Content starts

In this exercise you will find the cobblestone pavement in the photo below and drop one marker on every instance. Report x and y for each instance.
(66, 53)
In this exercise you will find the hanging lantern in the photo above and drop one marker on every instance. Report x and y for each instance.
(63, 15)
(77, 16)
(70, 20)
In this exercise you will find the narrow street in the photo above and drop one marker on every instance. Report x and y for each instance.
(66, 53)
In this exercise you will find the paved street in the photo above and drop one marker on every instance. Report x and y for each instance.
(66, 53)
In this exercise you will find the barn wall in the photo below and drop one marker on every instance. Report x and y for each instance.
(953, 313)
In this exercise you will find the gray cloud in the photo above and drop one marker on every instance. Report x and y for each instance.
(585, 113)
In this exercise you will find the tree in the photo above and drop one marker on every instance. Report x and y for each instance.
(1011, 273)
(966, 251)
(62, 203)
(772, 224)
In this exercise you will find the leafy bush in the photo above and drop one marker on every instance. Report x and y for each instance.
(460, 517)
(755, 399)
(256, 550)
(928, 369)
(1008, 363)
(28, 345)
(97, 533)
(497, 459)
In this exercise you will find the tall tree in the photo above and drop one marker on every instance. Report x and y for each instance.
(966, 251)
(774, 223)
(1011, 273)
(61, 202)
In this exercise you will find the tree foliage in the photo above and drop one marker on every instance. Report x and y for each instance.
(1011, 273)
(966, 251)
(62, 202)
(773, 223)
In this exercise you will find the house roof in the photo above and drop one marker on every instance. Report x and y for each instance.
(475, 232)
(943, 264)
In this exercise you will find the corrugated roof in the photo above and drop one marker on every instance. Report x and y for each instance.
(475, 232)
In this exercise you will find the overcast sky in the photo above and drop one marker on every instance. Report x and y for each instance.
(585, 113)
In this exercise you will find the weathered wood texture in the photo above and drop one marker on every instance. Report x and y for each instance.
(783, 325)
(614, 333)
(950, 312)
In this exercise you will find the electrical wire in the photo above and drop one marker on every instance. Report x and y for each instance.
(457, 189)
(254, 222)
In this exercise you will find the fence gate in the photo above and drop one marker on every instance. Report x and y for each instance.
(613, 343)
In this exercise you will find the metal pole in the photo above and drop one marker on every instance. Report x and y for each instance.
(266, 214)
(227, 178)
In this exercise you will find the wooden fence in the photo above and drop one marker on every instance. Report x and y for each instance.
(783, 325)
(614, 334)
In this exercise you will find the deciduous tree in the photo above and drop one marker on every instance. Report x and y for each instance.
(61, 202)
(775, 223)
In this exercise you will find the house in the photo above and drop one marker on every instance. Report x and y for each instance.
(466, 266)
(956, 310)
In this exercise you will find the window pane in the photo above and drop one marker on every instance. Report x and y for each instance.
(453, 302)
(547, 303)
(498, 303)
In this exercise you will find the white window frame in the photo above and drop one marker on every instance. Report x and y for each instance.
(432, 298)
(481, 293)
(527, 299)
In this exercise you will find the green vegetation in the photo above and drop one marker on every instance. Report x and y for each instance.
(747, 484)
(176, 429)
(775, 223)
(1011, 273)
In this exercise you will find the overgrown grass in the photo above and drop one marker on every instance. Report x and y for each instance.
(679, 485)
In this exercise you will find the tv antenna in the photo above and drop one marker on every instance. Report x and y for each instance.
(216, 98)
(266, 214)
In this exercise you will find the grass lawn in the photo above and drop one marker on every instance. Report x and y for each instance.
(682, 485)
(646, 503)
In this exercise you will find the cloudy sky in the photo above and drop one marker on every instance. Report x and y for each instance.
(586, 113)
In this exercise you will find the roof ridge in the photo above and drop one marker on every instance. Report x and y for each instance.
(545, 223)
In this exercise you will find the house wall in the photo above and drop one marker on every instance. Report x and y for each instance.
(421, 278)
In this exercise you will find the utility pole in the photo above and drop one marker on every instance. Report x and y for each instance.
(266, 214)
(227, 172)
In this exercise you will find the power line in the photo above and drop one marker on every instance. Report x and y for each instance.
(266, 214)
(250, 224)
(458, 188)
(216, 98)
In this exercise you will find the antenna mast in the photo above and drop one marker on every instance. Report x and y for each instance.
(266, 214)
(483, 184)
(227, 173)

Content ends

**About this exercise**
The material should be transcribed exactly, every line included.

**Expected output**
In this exercise you will find the cobblestone pavement in the photo below and drop one marker on every instance. Report x and y for each instance.
(66, 53)
In this exercise you will find the hanging lantern in the photo above and drop one marker on every instance. Report x and y for each instance.
(63, 15)
(77, 16)
(70, 20)
In this exercise you will find the narrow street in the photo above and drop one marker on every instance. Report x and y for each instance.
(66, 53)
In this exercise you will find the paved street in the photo above and drop one marker on every instance. Report x and y for each instance.
(66, 53)
In this exercise you will find the barn wall in the photo below and drop one marker on every instance. Report x and y for each instance.
(953, 313)
In this exercise you will find the gray cloud in the photo above and drop one marker on every instance. Report x and y for each instance.
(585, 113)
In this exercise you will find the tree in the photo above and drop one marker on every instance. Report x and y for each instance.
(1011, 273)
(966, 251)
(62, 203)
(772, 224)
In this exercise you will find the leafy bush in the photo above and drop one marker on every instance. Report x and y for each instance.
(460, 517)
(755, 399)
(256, 550)
(928, 369)
(1008, 363)
(28, 345)
(97, 533)
(497, 459)
In this exercise you will find the tall tree in the photo above and drop one marker on every instance. Report x and y for each instance.
(966, 251)
(774, 223)
(1011, 273)
(61, 202)
In this exercise you will find the tree foliage in the photo above and drop one marker on every instance. Report x and y for each instance.
(1011, 273)
(966, 251)
(62, 202)
(773, 223)
In this exercise you will find the house roof in the photo above and drop one marker on every instance. Report x and y for each instance.
(475, 232)
(943, 264)
In this exercise you will find the corrugated roof in the photo above and drop one marker on every instance. Report x and y for each instance.
(475, 232)
In this exercise you will find the overcast sky in the photo above and drop one marker on every instance. Report x and y for each instance.
(585, 113)
In this exercise you will find the weathered wood texture in the photo above and drop one marker on every instance. Report x and y for each instance.
(783, 325)
(614, 333)
(950, 312)
In this exercise you will find the electrical wire in the photo above and drop one marker on every instance. Report x and y for each instance.
(457, 189)
(254, 222)
In this exercise you will find the fence gate in the photo above and drop one marker on every instance. Report x and y for each instance.
(613, 343)
In this exercise you will find the metal pole in the photo above and drop one marker on every instance. Report x and y for each instance.
(266, 214)
(227, 178)
In this exercise you will find the wooden fence in the photo above and drop one marker on every instance. Report x and y for each instance.
(783, 325)
(614, 334)
In this exercise you will find the deciduous tree in the photo above and drop one marker on every instance. Report x and y for each instance.
(61, 202)
(775, 223)
In this exercise you will find the house in the photo above and drop one marker on every instance. Report x and y for each instance.
(466, 266)
(956, 310)
In this exercise you will find the window pane in the photo above and drop one marker on every instance. Report x and y for each instance.
(453, 302)
(547, 303)
(498, 303)
In this exercise you will find the white window frame in the photo above and drop one marker on every instance. Report x and y for each instance.
(432, 298)
(481, 293)
(527, 299)
In this exercise you will find the green vegetation in the photo above and drop one marker on every instance. Report x and y for each instance.
(747, 484)
(176, 429)
(775, 223)
(1011, 273)
In this exercise you will find the overgrown grass in the photo above and drop one marker on every instance. Report x and y for each instance.
(679, 485)
In this exercise you will find the tv antenna in the photo above and drop one marker on every instance. Report x and y for each instance.
(216, 98)
(266, 214)
In this exercise you will find the grass lawn in the photo above and drop one marker on every instance. Report x and y for each instance.
(682, 485)
(646, 503)
In this exercise you will find the cloudy sky in the photo above and drop one marker on every instance. Report x and y for each instance.
(586, 113)
In this exercise you will find the roof ridge in the photo above and drop one marker on every instance. Report x and y for each instance.
(545, 223)
In this exercise you will find the house wall in the photo above and drop one marker on every instance. Report x and y for each instance.
(421, 278)
In this exercise you will find the utility pole in the photo above and drop one marker on every instance. Report x and y for each instance.
(266, 214)
(227, 172)
In this exercise you will find the power line in the photo above and drop one marker on every instance. Report x and y for each instance.
(266, 214)
(250, 224)
(458, 188)
(216, 98)
In this exercise you will find the antenna mast in the photo above and drop one marker on every instance. Report x and y for each instance.
(266, 214)
(483, 184)
(227, 173)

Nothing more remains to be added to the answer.